**Instructions for the task**
From the line with "Locate the open" through the final line, please write out the listing exactly, including both of those lines.

------ Entries shown

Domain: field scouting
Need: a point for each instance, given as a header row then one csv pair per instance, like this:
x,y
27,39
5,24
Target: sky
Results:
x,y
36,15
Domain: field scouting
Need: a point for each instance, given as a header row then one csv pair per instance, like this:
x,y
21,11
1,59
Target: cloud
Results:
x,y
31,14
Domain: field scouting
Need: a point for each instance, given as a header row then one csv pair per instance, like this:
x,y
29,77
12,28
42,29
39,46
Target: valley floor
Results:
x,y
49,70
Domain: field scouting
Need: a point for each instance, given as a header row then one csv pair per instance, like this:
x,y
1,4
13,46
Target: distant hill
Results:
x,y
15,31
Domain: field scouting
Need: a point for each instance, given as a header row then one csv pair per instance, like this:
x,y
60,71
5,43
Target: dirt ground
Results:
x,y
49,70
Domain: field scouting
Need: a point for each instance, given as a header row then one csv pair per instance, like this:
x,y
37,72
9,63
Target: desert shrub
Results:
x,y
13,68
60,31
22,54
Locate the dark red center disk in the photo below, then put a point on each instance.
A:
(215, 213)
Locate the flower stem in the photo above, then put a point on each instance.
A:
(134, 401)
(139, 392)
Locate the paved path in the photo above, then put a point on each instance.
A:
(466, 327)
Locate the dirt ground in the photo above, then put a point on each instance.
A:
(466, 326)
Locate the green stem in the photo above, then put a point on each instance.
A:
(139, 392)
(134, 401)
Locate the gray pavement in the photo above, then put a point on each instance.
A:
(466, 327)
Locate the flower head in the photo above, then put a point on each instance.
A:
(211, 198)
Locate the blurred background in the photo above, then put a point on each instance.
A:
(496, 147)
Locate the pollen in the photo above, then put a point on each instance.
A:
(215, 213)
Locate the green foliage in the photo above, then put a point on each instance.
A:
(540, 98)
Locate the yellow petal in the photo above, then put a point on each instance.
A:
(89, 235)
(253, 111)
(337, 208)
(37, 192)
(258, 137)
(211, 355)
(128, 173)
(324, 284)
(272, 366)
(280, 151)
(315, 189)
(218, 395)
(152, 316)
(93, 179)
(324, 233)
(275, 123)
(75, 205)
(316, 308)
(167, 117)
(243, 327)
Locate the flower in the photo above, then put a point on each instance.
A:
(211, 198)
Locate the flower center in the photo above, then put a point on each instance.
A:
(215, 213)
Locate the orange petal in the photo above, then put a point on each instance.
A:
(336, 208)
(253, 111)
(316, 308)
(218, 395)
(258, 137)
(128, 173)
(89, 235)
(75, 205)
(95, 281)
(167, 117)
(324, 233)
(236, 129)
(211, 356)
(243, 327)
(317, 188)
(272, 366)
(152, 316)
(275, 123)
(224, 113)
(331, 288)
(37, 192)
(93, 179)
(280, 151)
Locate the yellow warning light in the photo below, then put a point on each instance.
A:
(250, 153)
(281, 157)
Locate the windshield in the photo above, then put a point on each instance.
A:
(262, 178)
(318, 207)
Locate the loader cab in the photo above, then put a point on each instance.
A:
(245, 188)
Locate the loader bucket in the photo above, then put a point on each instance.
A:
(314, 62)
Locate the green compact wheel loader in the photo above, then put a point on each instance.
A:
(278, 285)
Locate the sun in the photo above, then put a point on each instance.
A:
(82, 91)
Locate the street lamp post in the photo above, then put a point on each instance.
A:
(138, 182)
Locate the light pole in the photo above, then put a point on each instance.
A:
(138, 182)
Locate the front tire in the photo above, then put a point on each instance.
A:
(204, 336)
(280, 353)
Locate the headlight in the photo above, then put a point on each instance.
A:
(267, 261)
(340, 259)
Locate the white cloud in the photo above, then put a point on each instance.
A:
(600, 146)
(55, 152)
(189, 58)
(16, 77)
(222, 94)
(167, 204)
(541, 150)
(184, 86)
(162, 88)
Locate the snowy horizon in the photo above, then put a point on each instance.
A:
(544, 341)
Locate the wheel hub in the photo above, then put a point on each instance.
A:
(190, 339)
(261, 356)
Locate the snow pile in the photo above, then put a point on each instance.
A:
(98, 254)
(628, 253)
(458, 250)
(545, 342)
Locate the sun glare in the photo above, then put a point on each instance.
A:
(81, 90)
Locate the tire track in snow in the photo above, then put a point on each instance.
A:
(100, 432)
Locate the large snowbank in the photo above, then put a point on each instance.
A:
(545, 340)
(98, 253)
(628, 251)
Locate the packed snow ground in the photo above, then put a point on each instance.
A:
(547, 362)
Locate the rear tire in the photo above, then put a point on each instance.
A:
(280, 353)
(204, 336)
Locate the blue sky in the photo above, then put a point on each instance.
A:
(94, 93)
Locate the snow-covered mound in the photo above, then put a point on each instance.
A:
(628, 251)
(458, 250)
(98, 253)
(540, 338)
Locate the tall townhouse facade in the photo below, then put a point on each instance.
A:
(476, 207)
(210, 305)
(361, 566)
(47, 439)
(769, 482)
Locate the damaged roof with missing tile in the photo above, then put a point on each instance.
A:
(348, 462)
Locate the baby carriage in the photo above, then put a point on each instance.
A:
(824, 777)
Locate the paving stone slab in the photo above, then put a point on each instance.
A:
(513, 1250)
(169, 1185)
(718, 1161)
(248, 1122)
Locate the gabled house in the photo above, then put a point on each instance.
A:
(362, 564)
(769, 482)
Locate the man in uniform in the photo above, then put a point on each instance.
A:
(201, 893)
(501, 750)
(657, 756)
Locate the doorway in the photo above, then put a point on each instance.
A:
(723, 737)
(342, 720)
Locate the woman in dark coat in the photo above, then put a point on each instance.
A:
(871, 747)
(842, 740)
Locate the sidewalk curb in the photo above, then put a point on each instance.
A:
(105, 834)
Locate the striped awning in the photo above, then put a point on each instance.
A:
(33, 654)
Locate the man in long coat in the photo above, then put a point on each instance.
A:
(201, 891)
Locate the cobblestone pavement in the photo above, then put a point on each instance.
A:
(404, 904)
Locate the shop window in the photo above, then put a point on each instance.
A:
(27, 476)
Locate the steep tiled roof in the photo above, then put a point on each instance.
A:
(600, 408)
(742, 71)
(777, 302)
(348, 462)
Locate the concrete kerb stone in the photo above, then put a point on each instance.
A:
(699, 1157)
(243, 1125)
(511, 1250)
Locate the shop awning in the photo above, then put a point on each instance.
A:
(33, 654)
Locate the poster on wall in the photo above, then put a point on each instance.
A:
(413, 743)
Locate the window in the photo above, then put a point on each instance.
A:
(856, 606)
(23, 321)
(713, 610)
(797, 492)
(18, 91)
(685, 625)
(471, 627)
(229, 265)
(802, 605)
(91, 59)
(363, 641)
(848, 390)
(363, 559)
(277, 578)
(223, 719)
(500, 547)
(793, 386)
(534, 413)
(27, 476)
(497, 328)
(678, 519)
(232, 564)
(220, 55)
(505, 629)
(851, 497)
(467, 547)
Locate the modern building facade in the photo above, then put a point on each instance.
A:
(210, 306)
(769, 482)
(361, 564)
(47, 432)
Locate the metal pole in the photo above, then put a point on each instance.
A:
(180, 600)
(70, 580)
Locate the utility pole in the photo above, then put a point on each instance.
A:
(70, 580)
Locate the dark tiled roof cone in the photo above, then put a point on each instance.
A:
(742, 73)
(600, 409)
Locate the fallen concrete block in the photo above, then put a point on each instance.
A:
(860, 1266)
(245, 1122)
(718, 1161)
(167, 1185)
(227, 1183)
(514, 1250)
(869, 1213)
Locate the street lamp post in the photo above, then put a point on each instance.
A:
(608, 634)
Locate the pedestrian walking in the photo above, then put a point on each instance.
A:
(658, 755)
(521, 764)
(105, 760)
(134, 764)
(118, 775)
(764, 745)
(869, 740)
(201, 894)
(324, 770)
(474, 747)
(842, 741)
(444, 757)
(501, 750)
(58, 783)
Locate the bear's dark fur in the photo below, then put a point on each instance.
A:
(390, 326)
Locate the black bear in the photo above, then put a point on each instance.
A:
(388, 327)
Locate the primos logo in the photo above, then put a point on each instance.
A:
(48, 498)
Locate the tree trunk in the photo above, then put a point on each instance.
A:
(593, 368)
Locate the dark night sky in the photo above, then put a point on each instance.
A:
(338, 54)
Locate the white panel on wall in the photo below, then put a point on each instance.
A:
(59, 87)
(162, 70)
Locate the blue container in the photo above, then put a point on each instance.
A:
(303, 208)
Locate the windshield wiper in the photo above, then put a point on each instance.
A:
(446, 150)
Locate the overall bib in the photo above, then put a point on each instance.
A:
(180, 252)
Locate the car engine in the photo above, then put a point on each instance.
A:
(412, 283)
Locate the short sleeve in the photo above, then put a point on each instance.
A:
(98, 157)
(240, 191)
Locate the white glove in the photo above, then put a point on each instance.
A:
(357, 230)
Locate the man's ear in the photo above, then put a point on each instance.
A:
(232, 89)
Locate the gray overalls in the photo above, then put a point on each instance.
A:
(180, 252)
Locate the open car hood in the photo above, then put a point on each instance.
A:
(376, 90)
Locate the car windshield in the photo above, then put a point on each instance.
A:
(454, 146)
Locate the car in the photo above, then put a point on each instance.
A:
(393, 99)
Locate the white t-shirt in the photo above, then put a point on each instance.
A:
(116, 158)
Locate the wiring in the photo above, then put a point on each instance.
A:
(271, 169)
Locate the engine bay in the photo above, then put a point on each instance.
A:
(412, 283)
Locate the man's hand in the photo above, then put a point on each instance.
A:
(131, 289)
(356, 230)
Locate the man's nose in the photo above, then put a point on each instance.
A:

------------

**Solution for this task**
Locate the open car hood in the photo above, then put a point on each instance.
A:
(376, 90)
Locate the car windshield in the photo above, then put a point on each instance.
A:
(454, 146)
Locate the car in the photo above, then put a point on each instance.
A:
(393, 99)
Locate the white t-shirt in the photo above, then put a point on each instance.
A:
(116, 158)
Locate the wiring in the photo above, then put a point on each instance.
A:
(271, 169)
Locate the engine bay in the photo above, then put a point on each instance.
A:
(412, 283)
Locate the man's hand in the photo above, then put a point on each instance.
A:
(131, 289)
(356, 230)
Locate the man's nose in the photo above, then put a point on each instance.
A:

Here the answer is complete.